Seite
Heribert Prantl: "Der Terrorist als Gesetzgeber"

Wie man mit Angst Politik macht


Ein eindringliches Plädoyer für eine Politik der mutigen Gelassenheit

Bei "Der Terrorist als Gesetzgeber" handelt es sich nicht in erster Linie um ein Sachbuch, sondern um ein Plädoyer dafür, im "Kampf gegen den Terror" nicht die Freiheits- und Menschenrechte aus den Augen zu verlieren.

Nach einer sehr metaphern- und vergleichsreichen Darstellung der momentanen Situation in den USA und in Europa werden in einzelnen Kapiteln die Themen Folter, Präventionswege, Feindbilder, Flüchtlingspolitik und das Menschenbild im Strafrecht durch die Geschichte näher betrachtet. Dabei zeigt der Autor, dass er über ein breites Spektrum an Informationen verfügt, und die Zusammenhänge - auch die historischen - die er aufzeigt, sind durchaus erhellend.

Extrahierte Einträge
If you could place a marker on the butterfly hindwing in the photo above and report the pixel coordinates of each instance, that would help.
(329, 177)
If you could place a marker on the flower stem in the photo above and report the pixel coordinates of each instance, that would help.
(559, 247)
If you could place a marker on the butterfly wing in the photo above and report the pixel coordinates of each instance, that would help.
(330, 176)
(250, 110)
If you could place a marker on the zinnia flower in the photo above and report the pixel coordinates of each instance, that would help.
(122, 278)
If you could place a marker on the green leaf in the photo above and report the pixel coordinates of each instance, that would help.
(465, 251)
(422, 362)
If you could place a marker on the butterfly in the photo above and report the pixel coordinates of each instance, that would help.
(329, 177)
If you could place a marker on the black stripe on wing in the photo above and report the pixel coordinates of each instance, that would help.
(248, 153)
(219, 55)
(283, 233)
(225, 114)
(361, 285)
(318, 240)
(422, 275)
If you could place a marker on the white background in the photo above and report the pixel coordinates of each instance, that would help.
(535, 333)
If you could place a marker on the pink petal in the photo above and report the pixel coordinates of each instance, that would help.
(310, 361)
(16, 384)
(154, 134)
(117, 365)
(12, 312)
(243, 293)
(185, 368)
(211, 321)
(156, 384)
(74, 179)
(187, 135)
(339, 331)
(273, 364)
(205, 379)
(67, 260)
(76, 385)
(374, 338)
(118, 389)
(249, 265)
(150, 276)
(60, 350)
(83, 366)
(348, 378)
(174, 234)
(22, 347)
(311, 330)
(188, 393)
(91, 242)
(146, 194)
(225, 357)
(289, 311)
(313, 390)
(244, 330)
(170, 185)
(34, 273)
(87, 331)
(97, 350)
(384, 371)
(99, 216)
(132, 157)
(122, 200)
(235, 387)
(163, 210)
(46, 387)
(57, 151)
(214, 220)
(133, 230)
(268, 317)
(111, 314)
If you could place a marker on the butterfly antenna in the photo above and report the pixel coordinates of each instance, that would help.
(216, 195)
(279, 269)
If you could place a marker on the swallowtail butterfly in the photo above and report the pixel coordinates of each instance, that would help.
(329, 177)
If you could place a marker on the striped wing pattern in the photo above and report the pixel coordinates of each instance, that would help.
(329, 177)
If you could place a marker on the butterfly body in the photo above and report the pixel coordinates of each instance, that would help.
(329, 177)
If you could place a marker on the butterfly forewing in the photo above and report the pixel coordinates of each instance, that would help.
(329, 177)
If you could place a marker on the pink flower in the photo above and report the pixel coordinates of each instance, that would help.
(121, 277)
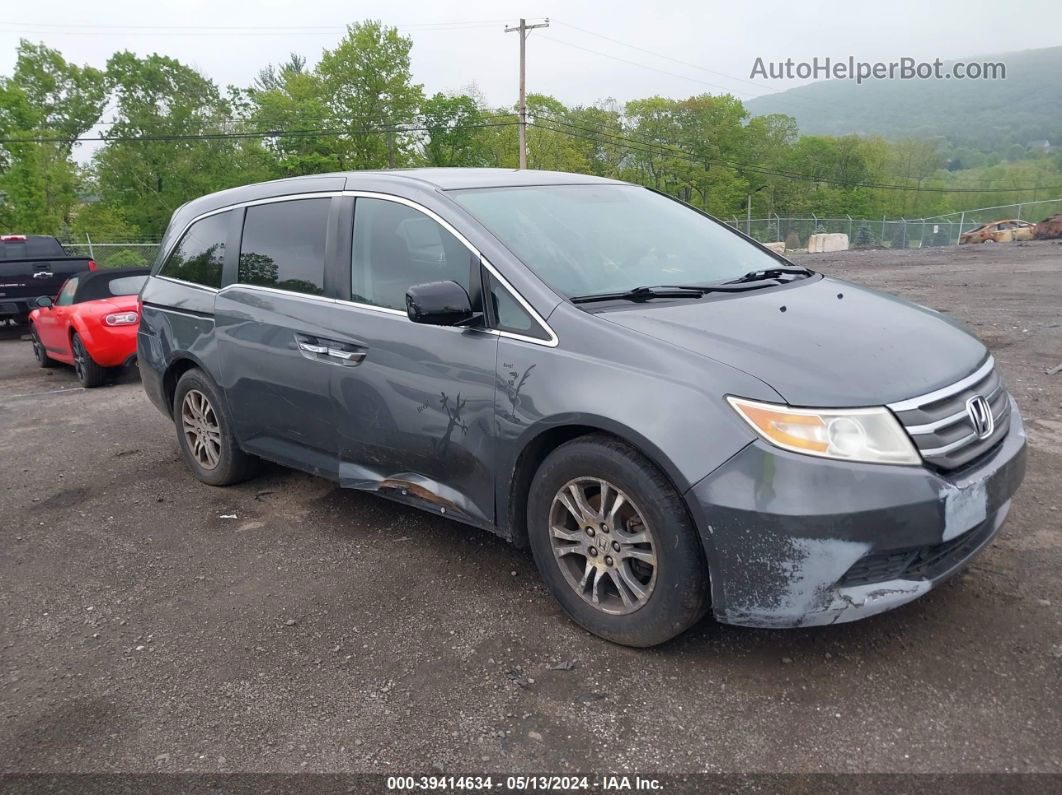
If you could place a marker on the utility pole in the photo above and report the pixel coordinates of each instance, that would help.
(524, 29)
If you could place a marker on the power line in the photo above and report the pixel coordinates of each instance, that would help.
(691, 157)
(123, 30)
(635, 63)
(662, 55)
(256, 134)
(772, 89)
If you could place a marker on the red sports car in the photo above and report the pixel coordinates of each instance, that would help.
(91, 324)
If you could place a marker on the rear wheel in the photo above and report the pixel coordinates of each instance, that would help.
(204, 433)
(38, 350)
(88, 372)
(614, 542)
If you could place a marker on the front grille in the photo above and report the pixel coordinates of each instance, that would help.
(942, 428)
(917, 563)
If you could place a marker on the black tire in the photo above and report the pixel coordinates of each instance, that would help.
(90, 374)
(232, 464)
(677, 591)
(39, 352)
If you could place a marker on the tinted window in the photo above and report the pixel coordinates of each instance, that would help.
(200, 255)
(31, 248)
(66, 294)
(125, 284)
(509, 315)
(284, 245)
(396, 246)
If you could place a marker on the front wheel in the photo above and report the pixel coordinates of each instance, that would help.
(614, 542)
(205, 435)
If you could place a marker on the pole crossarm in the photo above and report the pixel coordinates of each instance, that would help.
(524, 29)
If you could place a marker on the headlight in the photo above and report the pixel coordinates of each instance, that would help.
(121, 318)
(850, 434)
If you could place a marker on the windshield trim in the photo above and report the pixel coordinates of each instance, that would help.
(560, 292)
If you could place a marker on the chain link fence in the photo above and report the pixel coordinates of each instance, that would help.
(113, 255)
(887, 232)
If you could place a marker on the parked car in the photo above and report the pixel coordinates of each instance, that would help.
(1049, 228)
(33, 265)
(91, 323)
(674, 418)
(998, 231)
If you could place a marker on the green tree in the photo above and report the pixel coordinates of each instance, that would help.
(452, 137)
(291, 98)
(46, 97)
(159, 98)
(367, 85)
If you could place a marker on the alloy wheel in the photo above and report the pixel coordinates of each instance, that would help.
(202, 432)
(603, 546)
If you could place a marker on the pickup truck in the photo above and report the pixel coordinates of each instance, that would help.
(32, 265)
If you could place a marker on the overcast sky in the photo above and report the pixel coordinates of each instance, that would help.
(456, 44)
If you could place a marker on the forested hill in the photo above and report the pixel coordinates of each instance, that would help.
(987, 115)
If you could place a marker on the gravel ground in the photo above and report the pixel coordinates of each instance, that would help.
(323, 629)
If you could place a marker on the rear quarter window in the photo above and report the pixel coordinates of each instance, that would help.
(125, 284)
(284, 245)
(200, 255)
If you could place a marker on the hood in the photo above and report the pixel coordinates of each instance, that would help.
(820, 342)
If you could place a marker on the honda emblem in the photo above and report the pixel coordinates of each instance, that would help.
(980, 416)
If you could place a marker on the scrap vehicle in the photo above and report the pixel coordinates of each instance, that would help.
(90, 324)
(998, 231)
(673, 417)
(32, 265)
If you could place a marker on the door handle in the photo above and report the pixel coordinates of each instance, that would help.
(333, 351)
(349, 358)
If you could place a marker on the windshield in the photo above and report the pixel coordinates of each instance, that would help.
(588, 239)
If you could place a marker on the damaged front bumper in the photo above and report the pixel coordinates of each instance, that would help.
(794, 540)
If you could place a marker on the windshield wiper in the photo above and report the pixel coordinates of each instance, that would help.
(771, 273)
(663, 291)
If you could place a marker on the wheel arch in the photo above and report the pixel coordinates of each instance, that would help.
(174, 369)
(536, 443)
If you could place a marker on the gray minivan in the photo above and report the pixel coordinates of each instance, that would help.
(671, 416)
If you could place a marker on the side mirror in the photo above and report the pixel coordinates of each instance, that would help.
(439, 304)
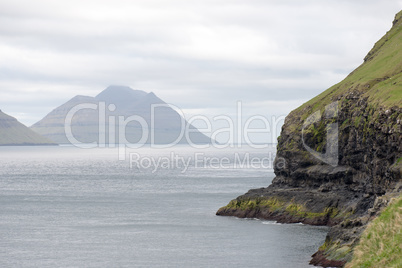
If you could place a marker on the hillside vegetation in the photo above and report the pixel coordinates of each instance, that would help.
(381, 243)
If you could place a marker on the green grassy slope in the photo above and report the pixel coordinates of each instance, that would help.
(381, 242)
(13, 132)
(379, 77)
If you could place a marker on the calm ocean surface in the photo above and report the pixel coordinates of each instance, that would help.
(71, 207)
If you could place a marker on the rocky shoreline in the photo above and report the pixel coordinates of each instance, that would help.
(350, 192)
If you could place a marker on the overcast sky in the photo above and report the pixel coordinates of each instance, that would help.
(202, 56)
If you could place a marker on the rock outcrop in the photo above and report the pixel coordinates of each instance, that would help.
(339, 156)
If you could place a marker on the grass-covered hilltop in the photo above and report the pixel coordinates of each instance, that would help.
(339, 157)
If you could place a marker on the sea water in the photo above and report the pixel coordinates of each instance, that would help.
(71, 207)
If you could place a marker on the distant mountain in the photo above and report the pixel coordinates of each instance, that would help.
(99, 119)
(13, 132)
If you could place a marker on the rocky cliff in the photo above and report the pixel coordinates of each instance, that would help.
(339, 156)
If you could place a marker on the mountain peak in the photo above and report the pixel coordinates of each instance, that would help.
(123, 95)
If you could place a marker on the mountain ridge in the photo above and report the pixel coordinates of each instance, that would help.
(13, 133)
(120, 103)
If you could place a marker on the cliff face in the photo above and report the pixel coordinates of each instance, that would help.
(339, 157)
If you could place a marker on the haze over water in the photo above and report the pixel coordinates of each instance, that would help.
(65, 207)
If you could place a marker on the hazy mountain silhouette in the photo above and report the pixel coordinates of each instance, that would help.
(119, 106)
(13, 132)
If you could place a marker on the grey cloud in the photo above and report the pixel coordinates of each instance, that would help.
(196, 54)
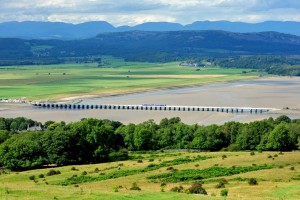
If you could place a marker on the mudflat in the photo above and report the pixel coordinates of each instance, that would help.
(273, 92)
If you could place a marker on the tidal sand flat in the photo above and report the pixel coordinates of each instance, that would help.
(273, 92)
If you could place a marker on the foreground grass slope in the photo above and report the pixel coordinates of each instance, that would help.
(48, 82)
(278, 176)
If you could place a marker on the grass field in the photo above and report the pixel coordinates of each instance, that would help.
(53, 82)
(279, 177)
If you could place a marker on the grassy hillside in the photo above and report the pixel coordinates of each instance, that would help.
(278, 176)
(115, 76)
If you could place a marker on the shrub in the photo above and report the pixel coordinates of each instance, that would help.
(118, 155)
(177, 189)
(222, 183)
(197, 188)
(32, 177)
(252, 181)
(134, 186)
(74, 169)
(116, 188)
(163, 185)
(224, 193)
(53, 172)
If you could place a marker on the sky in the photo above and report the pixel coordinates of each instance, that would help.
(132, 12)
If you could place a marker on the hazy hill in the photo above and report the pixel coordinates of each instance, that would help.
(59, 30)
(155, 46)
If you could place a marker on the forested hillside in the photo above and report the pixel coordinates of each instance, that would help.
(96, 141)
(269, 51)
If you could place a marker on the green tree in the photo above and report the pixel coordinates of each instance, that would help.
(4, 135)
(282, 118)
(279, 139)
(60, 147)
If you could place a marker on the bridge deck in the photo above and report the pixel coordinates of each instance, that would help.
(152, 107)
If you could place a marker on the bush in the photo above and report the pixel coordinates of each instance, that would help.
(32, 177)
(74, 169)
(224, 193)
(84, 173)
(134, 186)
(252, 181)
(163, 185)
(197, 188)
(53, 172)
(222, 183)
(118, 155)
(177, 189)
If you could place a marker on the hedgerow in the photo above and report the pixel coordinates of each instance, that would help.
(211, 172)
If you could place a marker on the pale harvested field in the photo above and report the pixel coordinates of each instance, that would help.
(275, 92)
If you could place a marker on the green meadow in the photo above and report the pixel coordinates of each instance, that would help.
(156, 173)
(52, 82)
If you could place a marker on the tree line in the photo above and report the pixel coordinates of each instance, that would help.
(95, 141)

Aufgaben
- A) Welche Themen werden laut der Rezension zu Prantls Buch in einzelnen Kapiteln näher betrachtet?
- B) Schreibe die Rezension zu Prantls Buch im Anschluss an ihren letzten Satz weiter.

Antworten
- A) Folter, Präventionswege, Feindbilder, Flüchtlingspolitik und das Menschenbild im Strafrecht durch die Geschichte.

- B)
"Jahrhundertelang genügte das bloße Gerücht, jemand (weit überwiegend waren es Frauen) sei mit dem Teufel im Bunde, um sie gefangenzusetzen, zum Geständnis zu zwingen und dann zu verbrennen. Heute genügt das Gerücht, es sei jemand mit Bin Laden im Bunde, um Streubomben über ganzen Landstrichen abzuwerfen. Was dem Weißen Haus sein Bin Laden, das war dem Vatikan über Jahrhunderte der Teufel. Wer gegen den Teufel kämpft, hat den lieben Gott logischerweise auf seiner Seite. So glaubte es George W. Bush. Der US-Präsident hatte gelernt, was vor ihm schon andere Herrscher wussten und was Machiavelli gelehrt hat: Wer seinem Volk Angst macht, der braucht es - für eine gewisse Zeit jedenfalls - nicht zu fürchten. Angst ist gut für Machterhalt und Machterweiterung." (Aus dem Kapitel "Angst und Folter")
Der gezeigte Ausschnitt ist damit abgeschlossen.